• Exercise: Rewrite the section of the Clydeside distillery article from "While Mr Morrison" to "to each other.", changing "Japan" to "Canada".

The Clydeside project is backed by a small group of private investors, with the Morrison family owning the bulk of the shares. Scottish Enterprise has also been a key investor.

So far, it has been down to the café and visitor centre (with tours comprehensively covering the history of whisky in Glasgow) to generate revenue, while the spirit which will bear its name continues to mature. This year the firm expects to see 70,000 tourists walk through the door, which Mr Morrison said underlines the “potential we always believed” the site had.

“We wanted to offer something that wasn’t just purely about visiting a distillery,” he said.

“When people come here, the first part of the tour is all about the site and what happened in Glasgow. People have really connected with that part of the journey."

As for the whisky Clydeside is quietly distilling under the watchful eye of Alistair McDonald, who began his career with Morrison Bowmore on Islay, it will be late 2020 before the first single malt is released. Collectors can expect a dram in the classic lowland style.

While Mr Morrison enjoys building Clydeside’s reputation as a visitor attraction, he emphasised that its spirit is the “future of the business”.

He said: “There’s lots of steps we take that are not the most cost effective, but are steps that he (Alistair) believes allow us to make the best possible spirit. We invest very heavily in our wood policy.

“It is hugely important to us that the product that is going out into the marketplace is the best possible product.”

Six Questions:

What countries have you most enjoyed travelling to, for business or leisure, and why?

For business, Japan. The culture is so entirely different, the business etiquette I find fascinating and I particularly enjoyed how polite, considerate and respectful everyone is to each other. 
For pleasure, Croatia. A stunning destination with beautiful beaches, sea and national parks.

When you were a child, what was your ideal job? Why did it appeal?
As I child I never really had any thoughts towards an ideal job. I was entirely focused on sports and only as I became aware that I didn’t have the talent to make a living in any of my chosen sports did I start to consider what might be a suitable job.

What was your biggest break in business?
The opportunity to move to the USA and participate in the graduate training programme for Williams-Sonoma Inc. The programme gave me a great exposure to many of the key functions of a successful NYSE-listed company. Relatively quickly I became aware of my strengths and weaknesses in a large business environment

What was your worst moment in business?
Fortunately I have not really had any worst moments but certainly some the delays we faced during the early stages of the distillery project were very frustrating. There were so many moving parts to the project that if one particular aspect of the planning or build slipped the knock on effects were significant.

Who do you most admire and why?
Tragically before turning 40 I had already lost two very close friends to cancer. The courage, strength and determination they both showed during their battle is something that influences me daily.

What book are you reading and what music are you listening to?
Book, Don Winslow, The Border. Music, anything with the exception of country music.

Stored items

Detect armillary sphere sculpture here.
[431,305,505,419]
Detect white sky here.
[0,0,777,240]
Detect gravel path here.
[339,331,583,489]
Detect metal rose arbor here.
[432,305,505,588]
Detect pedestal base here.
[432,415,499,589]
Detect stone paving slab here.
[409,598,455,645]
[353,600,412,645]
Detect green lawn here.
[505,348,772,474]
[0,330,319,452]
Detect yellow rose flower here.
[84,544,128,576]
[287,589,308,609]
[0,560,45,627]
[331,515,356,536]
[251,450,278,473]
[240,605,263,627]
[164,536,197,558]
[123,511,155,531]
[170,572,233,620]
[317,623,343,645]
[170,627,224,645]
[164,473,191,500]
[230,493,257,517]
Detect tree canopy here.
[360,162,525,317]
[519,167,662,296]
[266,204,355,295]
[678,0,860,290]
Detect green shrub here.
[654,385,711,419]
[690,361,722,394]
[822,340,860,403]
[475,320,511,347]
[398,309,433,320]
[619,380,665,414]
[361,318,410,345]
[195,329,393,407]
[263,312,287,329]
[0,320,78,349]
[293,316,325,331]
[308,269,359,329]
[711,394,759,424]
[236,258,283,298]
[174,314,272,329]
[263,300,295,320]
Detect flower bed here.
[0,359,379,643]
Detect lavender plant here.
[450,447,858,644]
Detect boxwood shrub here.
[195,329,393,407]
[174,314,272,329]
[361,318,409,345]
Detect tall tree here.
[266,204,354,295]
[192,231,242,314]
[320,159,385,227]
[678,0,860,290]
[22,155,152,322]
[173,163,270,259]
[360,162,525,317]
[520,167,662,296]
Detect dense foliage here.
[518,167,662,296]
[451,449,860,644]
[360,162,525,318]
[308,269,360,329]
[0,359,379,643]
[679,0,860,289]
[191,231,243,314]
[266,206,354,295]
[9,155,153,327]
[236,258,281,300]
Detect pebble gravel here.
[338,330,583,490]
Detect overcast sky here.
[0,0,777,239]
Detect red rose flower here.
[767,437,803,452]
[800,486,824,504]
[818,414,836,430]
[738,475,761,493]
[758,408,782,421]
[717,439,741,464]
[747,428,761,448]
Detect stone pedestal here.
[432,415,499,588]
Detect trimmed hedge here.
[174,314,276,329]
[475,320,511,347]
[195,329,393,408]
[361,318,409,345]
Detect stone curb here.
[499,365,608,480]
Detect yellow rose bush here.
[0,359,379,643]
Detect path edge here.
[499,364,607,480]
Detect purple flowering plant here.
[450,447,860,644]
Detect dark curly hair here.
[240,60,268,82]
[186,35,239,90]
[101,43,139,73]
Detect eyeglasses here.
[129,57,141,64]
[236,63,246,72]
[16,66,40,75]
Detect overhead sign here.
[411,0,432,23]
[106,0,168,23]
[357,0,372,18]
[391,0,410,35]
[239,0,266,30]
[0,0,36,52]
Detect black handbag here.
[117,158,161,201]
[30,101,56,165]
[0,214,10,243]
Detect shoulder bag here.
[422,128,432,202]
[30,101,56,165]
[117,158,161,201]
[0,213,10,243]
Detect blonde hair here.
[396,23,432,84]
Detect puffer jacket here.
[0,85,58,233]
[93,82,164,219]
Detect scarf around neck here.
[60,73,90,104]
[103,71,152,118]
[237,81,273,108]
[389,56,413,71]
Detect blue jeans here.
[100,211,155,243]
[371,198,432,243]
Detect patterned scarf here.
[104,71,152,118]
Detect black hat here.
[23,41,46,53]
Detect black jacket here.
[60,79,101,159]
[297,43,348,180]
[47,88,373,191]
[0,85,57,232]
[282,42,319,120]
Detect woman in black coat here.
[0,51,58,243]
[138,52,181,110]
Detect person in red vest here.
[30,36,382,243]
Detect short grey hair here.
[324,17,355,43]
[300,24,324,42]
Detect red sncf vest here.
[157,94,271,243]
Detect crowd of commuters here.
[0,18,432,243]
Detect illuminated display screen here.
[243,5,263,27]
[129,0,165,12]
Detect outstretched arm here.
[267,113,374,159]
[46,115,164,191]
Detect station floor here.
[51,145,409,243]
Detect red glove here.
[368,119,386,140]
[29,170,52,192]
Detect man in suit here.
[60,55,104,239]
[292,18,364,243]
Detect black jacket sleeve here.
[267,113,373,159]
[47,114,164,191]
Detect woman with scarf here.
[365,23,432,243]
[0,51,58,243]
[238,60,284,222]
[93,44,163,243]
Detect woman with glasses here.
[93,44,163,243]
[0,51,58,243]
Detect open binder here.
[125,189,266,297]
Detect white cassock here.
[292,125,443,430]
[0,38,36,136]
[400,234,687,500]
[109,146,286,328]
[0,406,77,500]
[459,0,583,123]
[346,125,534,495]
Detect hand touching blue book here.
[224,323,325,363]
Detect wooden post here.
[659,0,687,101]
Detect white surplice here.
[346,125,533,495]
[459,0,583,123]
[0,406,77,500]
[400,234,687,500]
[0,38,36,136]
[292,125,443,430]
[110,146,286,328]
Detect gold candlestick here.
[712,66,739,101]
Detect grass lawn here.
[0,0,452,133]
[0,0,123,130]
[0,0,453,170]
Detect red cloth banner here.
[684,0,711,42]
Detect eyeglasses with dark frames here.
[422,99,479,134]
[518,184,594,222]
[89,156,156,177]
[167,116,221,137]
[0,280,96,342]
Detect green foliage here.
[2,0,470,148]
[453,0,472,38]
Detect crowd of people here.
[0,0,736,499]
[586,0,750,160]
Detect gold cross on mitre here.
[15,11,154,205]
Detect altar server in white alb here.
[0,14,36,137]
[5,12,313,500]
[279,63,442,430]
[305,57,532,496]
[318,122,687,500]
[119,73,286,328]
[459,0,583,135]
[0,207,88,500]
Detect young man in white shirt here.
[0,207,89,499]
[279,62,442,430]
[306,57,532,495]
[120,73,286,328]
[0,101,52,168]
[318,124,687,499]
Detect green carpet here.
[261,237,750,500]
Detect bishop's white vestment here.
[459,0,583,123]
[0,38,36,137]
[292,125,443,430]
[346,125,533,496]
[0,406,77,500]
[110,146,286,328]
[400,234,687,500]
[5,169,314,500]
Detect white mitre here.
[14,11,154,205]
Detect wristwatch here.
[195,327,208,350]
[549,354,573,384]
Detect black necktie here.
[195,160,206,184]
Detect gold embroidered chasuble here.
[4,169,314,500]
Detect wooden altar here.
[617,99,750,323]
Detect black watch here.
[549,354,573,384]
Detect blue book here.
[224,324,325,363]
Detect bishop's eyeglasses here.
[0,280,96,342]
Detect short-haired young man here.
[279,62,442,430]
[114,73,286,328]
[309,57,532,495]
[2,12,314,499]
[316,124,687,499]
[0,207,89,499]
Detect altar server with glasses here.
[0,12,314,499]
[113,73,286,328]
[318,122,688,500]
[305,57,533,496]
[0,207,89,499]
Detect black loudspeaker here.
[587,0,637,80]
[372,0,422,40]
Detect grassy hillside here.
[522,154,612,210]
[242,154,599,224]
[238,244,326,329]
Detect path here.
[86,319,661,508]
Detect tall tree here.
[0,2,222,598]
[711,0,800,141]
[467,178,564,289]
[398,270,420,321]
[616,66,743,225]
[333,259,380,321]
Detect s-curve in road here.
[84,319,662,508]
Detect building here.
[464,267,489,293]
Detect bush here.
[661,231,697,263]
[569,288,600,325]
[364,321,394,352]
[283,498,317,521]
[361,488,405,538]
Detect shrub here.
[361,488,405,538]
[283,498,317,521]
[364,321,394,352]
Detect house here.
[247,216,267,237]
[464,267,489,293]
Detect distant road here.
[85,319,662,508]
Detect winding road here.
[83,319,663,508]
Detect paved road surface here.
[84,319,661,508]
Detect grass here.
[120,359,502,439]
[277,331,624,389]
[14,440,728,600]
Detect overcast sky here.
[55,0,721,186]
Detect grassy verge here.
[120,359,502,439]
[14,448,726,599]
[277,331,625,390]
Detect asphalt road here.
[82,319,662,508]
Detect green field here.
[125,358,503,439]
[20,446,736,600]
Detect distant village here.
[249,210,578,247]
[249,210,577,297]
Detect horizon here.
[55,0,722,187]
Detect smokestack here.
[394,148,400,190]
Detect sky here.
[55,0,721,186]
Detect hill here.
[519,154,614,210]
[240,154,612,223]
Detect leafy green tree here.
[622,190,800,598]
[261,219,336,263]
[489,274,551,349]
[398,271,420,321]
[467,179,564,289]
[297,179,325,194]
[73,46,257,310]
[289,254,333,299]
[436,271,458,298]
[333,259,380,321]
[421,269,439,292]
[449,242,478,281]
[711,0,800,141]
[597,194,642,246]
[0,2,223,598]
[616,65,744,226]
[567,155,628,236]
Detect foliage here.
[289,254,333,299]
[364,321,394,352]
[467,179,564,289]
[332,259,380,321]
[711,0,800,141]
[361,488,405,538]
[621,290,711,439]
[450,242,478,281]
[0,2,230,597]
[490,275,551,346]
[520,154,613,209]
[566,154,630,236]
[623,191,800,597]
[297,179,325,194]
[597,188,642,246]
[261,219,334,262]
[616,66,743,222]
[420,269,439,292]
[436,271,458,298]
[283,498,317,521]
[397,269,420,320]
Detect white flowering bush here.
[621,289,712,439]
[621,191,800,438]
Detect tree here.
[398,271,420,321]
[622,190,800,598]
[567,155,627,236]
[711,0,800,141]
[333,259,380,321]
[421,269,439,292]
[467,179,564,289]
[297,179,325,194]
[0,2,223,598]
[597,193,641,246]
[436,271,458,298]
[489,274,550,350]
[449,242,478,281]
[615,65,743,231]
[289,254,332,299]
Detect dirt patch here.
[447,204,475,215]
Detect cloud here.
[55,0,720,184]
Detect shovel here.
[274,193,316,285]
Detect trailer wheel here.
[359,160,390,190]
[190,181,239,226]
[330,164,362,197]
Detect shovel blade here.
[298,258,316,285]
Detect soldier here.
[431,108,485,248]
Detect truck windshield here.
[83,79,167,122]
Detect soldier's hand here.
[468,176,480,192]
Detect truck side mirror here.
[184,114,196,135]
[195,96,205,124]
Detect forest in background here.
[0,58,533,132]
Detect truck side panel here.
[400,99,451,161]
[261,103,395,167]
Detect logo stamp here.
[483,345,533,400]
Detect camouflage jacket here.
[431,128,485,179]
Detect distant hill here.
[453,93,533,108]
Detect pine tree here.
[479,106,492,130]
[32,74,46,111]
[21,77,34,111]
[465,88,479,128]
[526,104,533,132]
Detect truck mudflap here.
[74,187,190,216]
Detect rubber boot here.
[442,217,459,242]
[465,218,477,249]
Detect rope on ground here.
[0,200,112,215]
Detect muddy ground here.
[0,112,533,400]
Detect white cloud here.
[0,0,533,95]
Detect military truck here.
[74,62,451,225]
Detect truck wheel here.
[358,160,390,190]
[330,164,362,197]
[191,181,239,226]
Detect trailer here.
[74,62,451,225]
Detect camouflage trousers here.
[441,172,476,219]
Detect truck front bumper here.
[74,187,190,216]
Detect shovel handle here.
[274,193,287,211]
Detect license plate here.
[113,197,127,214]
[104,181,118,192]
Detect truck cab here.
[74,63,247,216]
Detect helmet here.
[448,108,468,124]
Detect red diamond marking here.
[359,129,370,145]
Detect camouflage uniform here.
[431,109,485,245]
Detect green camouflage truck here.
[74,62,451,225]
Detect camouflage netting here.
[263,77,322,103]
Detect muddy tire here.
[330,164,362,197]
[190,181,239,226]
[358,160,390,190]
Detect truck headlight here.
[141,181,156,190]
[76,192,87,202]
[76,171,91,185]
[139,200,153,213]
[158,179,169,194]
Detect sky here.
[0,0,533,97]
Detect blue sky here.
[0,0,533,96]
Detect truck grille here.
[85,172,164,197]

• Result:
While Mr Morrison enjoys building Clydeside’s reputation as a visitor attraction, he emphasised that its spirit is the “future of the business”.

He said: “There’s lots of steps we take that are not the most cost effective, but are steps that he (Alistair) believes allow us to make the best possible spirit. We invest very heavily in our wood policy.

“It is hugely important to us that the product that is going out into the marketplace is the best possible product.”

Six Questions:

What countries have you most enjoyed travelling to, for business or leisure, and why?

For business, Canada. The culture is so entirely different, the business etiquette I find fascinating and I particularly enjoyed how polite, considerate and respectful everyone is to each other.